Exercise
Lines below that include "side" are the answer; copy each one.

Material for this task
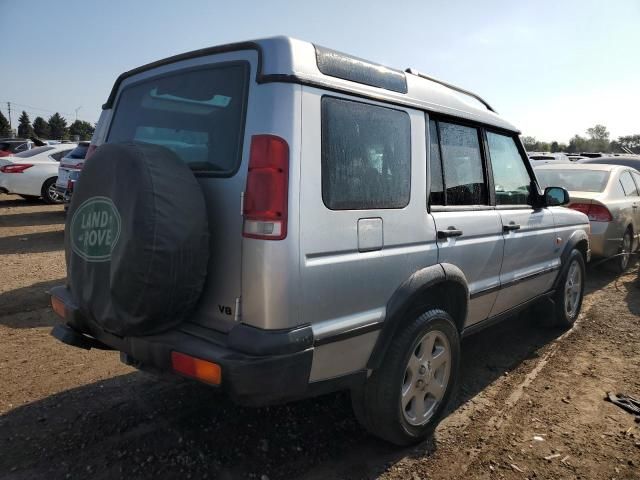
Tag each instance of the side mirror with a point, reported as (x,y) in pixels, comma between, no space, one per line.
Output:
(555,196)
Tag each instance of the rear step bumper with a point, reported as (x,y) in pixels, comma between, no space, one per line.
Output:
(259,367)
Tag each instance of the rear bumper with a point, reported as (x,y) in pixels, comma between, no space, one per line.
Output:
(259,367)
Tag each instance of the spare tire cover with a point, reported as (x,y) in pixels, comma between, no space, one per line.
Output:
(136,239)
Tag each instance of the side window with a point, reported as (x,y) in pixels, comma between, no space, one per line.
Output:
(627,184)
(636,177)
(58,155)
(366,156)
(435,166)
(510,176)
(462,163)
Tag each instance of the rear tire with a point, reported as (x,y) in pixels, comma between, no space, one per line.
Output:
(403,401)
(570,292)
(623,261)
(49,193)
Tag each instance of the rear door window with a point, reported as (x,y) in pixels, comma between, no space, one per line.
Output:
(198,114)
(510,176)
(627,184)
(366,156)
(462,166)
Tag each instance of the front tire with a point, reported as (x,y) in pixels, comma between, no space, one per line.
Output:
(49,193)
(403,401)
(568,297)
(623,260)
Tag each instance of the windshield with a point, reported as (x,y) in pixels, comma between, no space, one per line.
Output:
(198,114)
(33,151)
(576,180)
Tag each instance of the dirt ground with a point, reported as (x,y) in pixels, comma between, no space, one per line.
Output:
(530,406)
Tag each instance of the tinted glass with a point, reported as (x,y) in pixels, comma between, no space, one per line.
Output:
(627,185)
(366,156)
(462,163)
(510,176)
(435,165)
(574,179)
(34,151)
(79,152)
(198,114)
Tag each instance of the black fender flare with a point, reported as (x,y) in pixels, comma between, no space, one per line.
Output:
(575,238)
(410,291)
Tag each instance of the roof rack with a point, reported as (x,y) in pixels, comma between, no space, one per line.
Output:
(413,71)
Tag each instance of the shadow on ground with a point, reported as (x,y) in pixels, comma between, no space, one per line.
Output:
(33,242)
(135,426)
(26,299)
(29,219)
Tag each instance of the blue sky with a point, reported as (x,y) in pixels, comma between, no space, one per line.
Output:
(553,68)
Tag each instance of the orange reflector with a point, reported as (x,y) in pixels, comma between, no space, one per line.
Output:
(202,370)
(58,306)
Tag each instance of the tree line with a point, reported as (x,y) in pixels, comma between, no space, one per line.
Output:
(597,140)
(55,128)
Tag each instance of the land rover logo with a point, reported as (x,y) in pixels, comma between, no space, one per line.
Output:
(95,228)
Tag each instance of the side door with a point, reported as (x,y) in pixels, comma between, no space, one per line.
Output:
(364,228)
(632,192)
(468,227)
(531,251)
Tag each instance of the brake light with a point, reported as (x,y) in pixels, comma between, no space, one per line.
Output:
(595,212)
(266,195)
(193,367)
(15,167)
(90,151)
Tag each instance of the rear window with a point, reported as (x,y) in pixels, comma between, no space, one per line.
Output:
(576,180)
(79,152)
(198,114)
(366,156)
(33,152)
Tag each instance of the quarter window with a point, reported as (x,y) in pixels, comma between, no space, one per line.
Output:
(366,156)
(627,185)
(462,164)
(435,166)
(510,176)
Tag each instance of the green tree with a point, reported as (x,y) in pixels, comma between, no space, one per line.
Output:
(81,128)
(58,127)
(632,142)
(598,138)
(25,129)
(5,130)
(41,128)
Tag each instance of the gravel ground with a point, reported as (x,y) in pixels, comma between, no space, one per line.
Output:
(531,400)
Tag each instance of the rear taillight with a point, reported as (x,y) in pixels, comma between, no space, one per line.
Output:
(595,212)
(90,151)
(266,195)
(15,167)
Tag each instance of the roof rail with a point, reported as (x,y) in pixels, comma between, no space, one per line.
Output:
(413,71)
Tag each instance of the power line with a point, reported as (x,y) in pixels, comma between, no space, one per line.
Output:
(32,110)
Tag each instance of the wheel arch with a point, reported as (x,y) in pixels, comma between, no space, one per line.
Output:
(438,286)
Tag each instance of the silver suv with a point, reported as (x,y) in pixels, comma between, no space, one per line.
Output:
(281,220)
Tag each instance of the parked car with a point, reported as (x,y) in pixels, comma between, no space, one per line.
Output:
(32,174)
(631,161)
(608,195)
(272,219)
(71,162)
(12,146)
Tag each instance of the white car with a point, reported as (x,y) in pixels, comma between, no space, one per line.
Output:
(33,174)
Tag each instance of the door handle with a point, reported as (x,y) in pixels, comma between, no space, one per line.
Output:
(449,232)
(511,227)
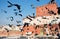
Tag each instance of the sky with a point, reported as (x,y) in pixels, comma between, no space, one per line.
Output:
(25,7)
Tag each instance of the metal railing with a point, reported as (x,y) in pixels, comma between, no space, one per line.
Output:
(30,37)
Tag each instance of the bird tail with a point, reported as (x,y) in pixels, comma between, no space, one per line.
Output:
(10,3)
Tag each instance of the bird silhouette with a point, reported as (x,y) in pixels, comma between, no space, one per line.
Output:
(18,6)
(29,18)
(32,6)
(12,18)
(51,12)
(4,11)
(58,10)
(51,1)
(18,21)
(15,9)
(9,25)
(38,0)
(16,13)
(20,15)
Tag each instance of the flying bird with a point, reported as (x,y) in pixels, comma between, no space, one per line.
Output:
(20,15)
(9,25)
(4,11)
(12,18)
(52,1)
(29,18)
(38,0)
(16,13)
(58,10)
(51,12)
(18,6)
(32,6)
(18,21)
(15,9)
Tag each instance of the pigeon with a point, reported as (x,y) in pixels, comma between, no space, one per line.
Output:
(32,6)
(58,10)
(18,21)
(47,8)
(15,9)
(52,1)
(26,24)
(4,11)
(6,29)
(12,18)
(10,25)
(38,0)
(18,25)
(29,18)
(51,12)
(20,15)
(18,6)
(16,13)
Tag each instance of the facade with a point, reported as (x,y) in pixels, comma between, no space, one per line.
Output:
(45,9)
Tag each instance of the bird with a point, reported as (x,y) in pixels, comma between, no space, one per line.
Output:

Your solution
Tag each instance of the side mirror with a point, reported as (x,y) in pixels, comma between, no space, one per line.
Tag each instance of the side window with a point, reported as (x,y) in pixels, comma between, no space, one per line.
Tag each instance of the side door with a point, reported as (x,y) in pixels, comma between, no space, one per line.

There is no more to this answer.